◆ WORK TO DO:
Please render every line of the data below as a numbered list, dropping any blank lines. Leave the pictures out of your answer.
-- START EXCERPTED DATA --
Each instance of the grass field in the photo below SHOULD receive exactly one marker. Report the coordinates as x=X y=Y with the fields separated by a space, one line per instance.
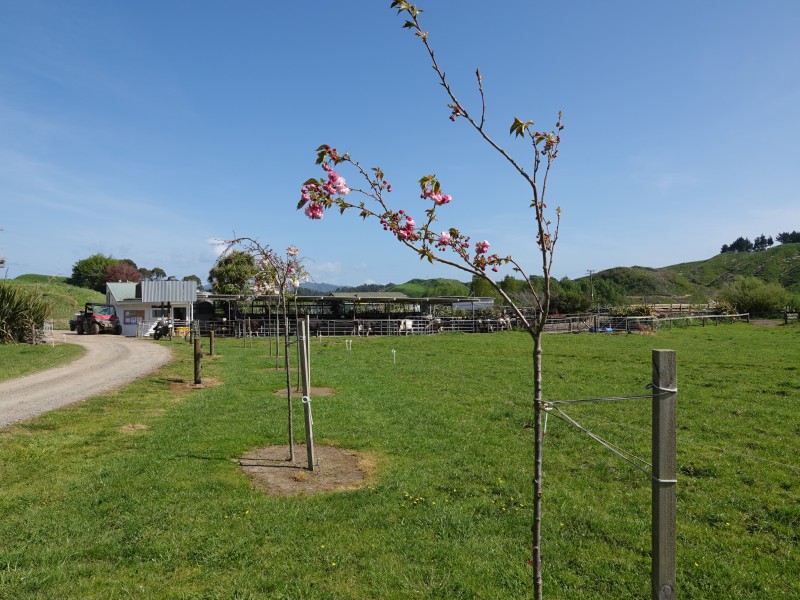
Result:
x=18 y=360
x=137 y=494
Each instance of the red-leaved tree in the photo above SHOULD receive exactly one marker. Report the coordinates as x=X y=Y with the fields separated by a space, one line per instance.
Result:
x=451 y=246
-- END EXCERPTED DATA --
◆ RESPONSE TO THE EXERCISE:
1. Each instance of the grass field in the photo below SHOULD receive exactly one marker. Report the coordinates as x=X y=Y with the fields separated by a space, one line per instance.
2. Result:
3. x=18 y=360
4. x=137 y=494
5. Each instance of the red-leaved tree in the photo above SHOULD receive exactly one marker. Report the coordinates as x=X y=Y with the fields separated by a space, one line per instance.
6. Result:
7. x=451 y=246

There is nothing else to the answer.